Unit 2: World Literature and Comparative Literature Focus Questions
Weltliteratur is used in several of his essays in the early decades of the nineteenth century to describe the international circulation and reception of literary works in Europe, including works of non-Western origin.
‘World literature’, a term coined by Goethe to suggest the capacity of literature to transcend national and linguistic boundaries.
– on one hand, the term “men of letters” suggests that Goethe, while thinking of Weltliteratur, refers an updated form of transnational communication among “world” intellectuals.
– alternatively, it refers to the commercial exchange of ideas between like minded writers (circulation of “high” cultural goods among the international elite)
In the early nineteenth century, the initiation and development of world literature as a subject of investigation depended on the influence of several key figures and the related development of a system of nation-states. Cross-border literary production increased in the early nineteenth century, particularly as periodicals flourished and translation enabled vernacular literature to find new readers. Such circumstances inspired Johann Wolfgang von Goethe, generally considered the greatest of German writers, to consider the role Germany would play in the rise of Weltliteratur, or world literature. He saw the German language as a way to mediate the translation of other literatures and thus facilitate a stronger German state, especially as Germany was not a unified country at the time. Thus, Goethe’s individual interest in the promotion of the German language, Germany’s political interests, and mutual understanding between nations more often in a state of conflict contributed to the conception of world literature in the early nineteenth century. Goethe was not alone in his efforts. Another German, poet and essayist Heinrich Heine, took up Goethe’s interest in the translation of culture between nations, particularly Germany and France. As such, there was an important dynamic between national interests and international communication, with the latter helping to delineate the former.
Literature as a tool of both nation building and cross-cultural understanding was not restricted to Germany. For example, Madame de Stael’s literary salon brought together writers from across Europe, and her own writing contributed to better knowledge of European literatures, again largely of Germany and France. Inspired by the comparative method, Philarète Chasles also worked to further the understanding of foreign literatures, especially English literature, in France. Following in part on the popularity of national histories and the interest of prominent literary figures in foreign literature, histories of world literature also played an important role in the early conception of world literature. This too was related to individual interests and national literatures, for no history of world literature could cover all works or nations. As such, selection, and therefore politics, played an important role in the determination of what counted as world literature.

Instructions to follow>
In the text on world literature, which language did Goethe see as a way to mediate the translation of other literatures?

Material>
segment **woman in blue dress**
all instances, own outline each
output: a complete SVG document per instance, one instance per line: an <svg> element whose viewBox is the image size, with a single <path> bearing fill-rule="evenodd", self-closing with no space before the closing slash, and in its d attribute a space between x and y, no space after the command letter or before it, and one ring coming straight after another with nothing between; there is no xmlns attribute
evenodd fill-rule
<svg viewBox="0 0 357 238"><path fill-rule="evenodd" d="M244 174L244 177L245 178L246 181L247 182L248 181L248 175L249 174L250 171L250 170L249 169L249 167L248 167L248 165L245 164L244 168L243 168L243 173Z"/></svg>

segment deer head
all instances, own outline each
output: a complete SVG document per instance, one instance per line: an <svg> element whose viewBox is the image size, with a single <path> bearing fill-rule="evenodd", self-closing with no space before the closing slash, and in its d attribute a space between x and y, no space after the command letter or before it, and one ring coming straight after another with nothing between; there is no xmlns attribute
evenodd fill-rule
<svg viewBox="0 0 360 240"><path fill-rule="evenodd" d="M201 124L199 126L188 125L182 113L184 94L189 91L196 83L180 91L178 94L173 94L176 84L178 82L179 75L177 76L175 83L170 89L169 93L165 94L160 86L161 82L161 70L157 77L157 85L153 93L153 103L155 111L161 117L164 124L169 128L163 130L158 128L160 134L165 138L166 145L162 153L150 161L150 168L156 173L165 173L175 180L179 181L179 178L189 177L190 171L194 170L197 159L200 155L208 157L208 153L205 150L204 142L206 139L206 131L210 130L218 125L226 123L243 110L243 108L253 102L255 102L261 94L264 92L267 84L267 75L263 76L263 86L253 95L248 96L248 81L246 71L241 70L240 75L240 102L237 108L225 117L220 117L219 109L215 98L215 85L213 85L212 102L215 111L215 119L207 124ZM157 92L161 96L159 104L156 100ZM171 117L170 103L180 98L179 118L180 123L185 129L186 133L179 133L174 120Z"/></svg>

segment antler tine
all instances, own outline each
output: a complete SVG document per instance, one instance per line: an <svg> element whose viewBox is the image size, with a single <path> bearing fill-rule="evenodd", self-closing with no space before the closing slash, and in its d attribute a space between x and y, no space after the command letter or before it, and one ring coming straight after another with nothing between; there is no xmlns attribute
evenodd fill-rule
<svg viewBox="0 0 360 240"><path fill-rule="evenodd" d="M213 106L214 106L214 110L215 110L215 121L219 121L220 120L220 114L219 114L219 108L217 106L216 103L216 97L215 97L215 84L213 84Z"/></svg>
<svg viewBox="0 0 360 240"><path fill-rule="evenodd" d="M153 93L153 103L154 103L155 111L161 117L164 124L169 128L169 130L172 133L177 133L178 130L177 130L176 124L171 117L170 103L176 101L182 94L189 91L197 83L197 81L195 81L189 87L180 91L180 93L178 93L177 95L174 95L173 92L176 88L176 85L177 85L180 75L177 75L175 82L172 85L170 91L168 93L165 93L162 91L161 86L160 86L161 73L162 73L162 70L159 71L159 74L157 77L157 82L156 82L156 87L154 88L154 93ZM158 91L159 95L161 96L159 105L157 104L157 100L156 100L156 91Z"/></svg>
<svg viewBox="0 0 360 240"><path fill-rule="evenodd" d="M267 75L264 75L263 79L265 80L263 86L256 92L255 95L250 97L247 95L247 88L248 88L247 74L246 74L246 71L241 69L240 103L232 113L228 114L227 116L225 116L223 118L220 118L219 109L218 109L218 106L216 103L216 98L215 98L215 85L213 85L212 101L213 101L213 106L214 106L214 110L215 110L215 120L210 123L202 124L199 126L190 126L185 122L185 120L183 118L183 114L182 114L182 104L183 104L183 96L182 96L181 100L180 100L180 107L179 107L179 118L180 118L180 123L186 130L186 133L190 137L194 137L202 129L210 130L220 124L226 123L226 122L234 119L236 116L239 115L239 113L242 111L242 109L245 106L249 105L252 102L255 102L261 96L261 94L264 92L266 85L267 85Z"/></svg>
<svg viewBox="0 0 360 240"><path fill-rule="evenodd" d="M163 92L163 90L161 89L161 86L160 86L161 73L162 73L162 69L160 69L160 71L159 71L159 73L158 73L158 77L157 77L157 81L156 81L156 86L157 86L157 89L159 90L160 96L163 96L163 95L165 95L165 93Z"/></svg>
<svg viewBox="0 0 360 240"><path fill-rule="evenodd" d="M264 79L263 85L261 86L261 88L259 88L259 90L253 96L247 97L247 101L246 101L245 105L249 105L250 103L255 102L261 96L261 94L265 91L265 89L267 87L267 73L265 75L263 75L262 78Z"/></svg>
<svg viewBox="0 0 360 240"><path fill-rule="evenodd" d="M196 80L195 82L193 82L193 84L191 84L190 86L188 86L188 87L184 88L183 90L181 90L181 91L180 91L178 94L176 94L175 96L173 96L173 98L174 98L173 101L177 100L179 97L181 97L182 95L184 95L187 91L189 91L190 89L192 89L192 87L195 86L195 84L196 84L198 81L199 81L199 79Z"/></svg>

Result>
German